(Pointing and labeling records)

· · · · ·

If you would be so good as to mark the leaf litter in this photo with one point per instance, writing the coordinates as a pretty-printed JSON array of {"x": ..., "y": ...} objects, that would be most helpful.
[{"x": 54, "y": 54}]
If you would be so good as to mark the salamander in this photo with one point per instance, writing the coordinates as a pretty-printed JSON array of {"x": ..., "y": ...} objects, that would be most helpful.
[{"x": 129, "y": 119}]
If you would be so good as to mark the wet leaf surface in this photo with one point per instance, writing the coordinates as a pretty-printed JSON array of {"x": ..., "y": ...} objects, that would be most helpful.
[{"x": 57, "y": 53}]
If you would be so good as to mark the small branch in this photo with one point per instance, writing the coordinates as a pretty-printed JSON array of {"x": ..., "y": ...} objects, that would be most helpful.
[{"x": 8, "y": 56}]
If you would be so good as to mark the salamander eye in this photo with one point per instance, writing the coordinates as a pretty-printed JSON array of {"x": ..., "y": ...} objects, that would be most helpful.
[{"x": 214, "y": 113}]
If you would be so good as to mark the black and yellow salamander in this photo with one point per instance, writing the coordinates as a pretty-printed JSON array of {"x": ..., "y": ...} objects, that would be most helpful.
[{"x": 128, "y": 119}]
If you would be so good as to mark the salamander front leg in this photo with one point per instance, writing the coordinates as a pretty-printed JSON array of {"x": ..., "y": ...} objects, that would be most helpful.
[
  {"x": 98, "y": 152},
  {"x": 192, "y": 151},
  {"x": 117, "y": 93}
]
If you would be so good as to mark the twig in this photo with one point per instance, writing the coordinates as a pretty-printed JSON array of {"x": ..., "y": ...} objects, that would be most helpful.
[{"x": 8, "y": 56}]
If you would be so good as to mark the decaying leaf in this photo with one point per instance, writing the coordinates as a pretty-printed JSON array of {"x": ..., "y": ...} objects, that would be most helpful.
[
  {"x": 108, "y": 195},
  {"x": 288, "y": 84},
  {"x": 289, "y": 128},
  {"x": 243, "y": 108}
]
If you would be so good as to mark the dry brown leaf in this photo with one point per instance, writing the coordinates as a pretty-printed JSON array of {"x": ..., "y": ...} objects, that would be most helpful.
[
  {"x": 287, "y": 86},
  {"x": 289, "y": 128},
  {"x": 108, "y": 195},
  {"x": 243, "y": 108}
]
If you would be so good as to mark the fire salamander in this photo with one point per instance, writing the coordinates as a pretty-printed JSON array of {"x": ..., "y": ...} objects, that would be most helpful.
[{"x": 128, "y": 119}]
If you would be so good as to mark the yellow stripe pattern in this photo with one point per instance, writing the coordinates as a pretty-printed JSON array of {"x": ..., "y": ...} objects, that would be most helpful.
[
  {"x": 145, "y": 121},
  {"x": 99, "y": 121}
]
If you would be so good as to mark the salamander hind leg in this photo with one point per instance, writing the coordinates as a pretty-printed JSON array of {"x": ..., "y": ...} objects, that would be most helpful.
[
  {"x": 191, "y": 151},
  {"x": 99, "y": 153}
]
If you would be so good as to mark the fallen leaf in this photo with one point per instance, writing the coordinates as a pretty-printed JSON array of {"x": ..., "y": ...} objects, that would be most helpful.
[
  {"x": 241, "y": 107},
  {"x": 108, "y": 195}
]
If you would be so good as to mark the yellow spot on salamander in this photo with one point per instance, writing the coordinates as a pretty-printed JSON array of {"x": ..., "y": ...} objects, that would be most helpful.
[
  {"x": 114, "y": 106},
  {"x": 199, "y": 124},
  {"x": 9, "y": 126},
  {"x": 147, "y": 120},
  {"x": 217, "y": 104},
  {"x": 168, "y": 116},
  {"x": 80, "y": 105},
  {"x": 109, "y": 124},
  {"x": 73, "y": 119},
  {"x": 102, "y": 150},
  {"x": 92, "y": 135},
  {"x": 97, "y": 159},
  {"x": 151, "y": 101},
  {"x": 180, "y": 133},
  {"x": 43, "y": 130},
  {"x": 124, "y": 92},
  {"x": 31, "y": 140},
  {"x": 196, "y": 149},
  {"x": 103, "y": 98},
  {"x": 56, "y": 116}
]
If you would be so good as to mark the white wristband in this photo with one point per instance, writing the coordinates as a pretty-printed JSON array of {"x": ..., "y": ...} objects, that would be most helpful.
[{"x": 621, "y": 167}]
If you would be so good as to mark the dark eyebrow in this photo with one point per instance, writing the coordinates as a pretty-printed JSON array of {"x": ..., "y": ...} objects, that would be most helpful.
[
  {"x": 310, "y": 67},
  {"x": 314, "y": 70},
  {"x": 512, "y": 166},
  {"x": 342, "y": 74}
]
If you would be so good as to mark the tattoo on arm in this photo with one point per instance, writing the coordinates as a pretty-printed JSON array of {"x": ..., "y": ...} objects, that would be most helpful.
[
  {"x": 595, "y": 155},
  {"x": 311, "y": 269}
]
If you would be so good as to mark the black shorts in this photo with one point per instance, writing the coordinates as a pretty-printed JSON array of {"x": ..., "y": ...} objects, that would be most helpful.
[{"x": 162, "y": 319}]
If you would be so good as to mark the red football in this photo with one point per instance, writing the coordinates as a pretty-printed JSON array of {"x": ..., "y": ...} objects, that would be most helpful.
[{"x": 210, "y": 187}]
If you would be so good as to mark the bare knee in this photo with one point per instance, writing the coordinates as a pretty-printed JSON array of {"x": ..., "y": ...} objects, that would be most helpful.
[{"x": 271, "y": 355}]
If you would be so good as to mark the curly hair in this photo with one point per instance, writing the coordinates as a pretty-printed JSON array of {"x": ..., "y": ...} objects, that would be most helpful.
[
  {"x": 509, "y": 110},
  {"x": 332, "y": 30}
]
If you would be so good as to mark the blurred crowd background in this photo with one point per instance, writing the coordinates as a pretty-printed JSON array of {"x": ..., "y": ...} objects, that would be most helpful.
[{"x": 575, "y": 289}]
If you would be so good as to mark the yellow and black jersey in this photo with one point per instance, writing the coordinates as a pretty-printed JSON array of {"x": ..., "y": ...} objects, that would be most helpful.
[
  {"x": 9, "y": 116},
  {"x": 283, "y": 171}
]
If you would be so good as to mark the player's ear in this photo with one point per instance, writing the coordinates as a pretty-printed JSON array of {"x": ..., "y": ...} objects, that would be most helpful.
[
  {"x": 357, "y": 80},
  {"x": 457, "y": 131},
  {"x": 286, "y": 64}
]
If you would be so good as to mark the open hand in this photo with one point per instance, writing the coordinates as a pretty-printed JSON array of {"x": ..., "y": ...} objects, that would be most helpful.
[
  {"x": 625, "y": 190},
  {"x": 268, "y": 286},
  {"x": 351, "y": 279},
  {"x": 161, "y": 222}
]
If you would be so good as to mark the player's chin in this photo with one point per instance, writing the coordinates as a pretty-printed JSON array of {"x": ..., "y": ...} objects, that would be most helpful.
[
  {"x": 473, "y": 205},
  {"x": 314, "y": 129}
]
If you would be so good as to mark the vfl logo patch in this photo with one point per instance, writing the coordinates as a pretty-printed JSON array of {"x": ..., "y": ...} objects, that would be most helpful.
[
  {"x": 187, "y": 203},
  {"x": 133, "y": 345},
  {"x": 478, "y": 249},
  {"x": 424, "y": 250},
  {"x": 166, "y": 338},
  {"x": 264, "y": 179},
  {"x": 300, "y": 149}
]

· · · · ·

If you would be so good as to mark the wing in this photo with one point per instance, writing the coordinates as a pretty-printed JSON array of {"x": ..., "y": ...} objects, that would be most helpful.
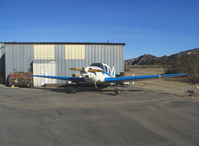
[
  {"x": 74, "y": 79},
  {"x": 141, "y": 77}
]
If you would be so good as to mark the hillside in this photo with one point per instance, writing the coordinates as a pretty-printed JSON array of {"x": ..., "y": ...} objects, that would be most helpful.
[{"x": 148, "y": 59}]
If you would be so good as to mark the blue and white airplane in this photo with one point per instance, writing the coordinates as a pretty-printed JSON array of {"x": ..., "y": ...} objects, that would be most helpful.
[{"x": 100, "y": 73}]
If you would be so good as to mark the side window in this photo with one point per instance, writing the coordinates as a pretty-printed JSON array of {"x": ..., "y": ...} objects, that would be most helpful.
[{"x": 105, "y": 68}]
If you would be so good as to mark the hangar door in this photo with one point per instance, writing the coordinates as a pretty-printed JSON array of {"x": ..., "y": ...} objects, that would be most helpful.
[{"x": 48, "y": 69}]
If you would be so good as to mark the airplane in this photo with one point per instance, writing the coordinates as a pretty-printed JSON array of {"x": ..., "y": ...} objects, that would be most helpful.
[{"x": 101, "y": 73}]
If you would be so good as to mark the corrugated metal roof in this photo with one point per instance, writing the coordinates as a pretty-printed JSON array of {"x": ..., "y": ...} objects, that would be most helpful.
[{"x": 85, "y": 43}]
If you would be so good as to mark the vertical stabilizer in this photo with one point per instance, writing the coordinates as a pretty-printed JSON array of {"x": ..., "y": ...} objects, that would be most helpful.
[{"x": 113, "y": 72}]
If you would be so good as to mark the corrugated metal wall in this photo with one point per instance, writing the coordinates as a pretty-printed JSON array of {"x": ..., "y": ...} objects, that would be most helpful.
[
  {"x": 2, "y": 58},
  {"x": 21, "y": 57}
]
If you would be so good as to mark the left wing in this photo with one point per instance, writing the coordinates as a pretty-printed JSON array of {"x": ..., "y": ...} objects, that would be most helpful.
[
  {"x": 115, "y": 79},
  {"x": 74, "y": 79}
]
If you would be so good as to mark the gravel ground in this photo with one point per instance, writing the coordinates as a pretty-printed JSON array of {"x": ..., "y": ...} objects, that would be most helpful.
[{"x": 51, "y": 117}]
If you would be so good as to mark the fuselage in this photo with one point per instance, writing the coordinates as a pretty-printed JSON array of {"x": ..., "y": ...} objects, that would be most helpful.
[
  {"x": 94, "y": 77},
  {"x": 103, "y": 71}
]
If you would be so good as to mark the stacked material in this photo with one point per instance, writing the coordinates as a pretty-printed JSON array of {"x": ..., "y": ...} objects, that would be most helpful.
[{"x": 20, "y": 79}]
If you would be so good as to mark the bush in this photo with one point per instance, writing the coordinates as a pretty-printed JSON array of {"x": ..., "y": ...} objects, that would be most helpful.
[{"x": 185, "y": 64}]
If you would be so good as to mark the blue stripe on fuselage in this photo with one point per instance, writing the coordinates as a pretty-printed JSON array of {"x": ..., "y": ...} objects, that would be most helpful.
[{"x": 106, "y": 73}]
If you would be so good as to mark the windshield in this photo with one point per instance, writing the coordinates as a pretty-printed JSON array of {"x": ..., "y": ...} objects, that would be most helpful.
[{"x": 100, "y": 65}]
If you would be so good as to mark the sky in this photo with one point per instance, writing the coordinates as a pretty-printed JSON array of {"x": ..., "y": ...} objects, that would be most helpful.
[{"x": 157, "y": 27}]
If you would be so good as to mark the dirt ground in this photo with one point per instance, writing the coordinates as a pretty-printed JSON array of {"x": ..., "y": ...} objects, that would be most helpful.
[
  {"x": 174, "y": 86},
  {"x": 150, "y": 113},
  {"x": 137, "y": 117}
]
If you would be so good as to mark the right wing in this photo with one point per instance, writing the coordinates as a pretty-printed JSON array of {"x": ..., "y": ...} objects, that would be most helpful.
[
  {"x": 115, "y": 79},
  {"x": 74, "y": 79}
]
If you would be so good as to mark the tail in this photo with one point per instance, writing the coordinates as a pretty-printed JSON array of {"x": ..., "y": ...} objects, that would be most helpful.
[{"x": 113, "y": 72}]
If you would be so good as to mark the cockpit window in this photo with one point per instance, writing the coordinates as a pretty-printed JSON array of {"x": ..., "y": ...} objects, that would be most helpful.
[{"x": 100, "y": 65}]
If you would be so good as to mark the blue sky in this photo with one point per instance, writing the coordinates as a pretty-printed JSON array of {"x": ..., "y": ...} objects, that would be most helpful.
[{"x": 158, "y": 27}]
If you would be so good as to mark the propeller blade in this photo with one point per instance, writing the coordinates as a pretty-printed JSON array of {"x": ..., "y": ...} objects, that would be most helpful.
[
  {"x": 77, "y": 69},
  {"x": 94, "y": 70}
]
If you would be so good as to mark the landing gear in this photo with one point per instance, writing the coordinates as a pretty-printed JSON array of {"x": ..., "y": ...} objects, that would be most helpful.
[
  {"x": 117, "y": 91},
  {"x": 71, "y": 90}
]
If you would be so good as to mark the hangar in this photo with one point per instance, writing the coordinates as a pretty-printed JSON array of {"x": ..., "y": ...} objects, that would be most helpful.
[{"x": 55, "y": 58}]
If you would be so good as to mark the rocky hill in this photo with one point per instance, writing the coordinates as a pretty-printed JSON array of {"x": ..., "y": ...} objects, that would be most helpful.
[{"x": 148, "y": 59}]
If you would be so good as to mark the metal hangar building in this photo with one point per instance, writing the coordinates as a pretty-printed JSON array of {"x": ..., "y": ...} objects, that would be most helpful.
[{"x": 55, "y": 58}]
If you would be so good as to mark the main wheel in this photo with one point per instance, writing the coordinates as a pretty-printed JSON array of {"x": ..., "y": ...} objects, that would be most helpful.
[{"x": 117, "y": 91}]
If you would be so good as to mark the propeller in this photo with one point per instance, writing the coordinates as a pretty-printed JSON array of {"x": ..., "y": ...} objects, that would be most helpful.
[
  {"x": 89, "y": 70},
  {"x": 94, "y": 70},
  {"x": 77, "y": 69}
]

· · · · ·

Given problem
How many lines of the records above contain the word "fuselage"? Give only the number.

The response
2